## AIM
Show every line of the records that contains the word "book", copying each line in full.

## Collected data
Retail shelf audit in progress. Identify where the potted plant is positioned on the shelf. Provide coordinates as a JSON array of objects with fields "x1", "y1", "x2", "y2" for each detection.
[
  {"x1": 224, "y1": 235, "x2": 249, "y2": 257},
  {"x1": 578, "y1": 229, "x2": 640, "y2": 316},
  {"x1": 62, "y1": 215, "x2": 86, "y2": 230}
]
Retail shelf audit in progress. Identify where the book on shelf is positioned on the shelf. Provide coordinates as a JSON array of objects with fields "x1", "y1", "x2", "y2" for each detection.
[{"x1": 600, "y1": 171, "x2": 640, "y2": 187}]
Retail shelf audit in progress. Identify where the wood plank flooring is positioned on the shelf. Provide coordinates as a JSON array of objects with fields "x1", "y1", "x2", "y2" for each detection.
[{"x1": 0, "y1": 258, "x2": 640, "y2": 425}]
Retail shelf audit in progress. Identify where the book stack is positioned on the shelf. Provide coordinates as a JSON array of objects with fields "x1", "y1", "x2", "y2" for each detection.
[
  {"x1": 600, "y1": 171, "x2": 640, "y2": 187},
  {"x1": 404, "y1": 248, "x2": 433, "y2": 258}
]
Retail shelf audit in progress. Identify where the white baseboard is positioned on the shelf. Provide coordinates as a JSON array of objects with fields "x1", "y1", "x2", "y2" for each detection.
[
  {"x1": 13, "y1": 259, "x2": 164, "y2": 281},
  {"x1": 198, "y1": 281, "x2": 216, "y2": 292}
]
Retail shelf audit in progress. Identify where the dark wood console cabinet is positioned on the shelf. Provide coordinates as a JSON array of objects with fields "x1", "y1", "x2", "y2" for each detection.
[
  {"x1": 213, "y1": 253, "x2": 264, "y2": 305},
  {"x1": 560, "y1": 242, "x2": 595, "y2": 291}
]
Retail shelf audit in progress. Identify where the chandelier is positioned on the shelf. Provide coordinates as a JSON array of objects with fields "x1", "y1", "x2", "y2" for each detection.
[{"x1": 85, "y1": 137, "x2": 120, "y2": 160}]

## FULL RESPONSE
Retail shelf audit in progress. Identify where the book on shelf is positioned on the shelf. Provide coordinates as a JSON array of objects with fields "x1", "y1", "x2", "y2" for each detection.
Retail shelf audit in progress. Identify where the book stack is positioned on the shelf. Provide coordinates as a JSON array of objects with fields "x1", "y1", "x2", "y2" for each detection.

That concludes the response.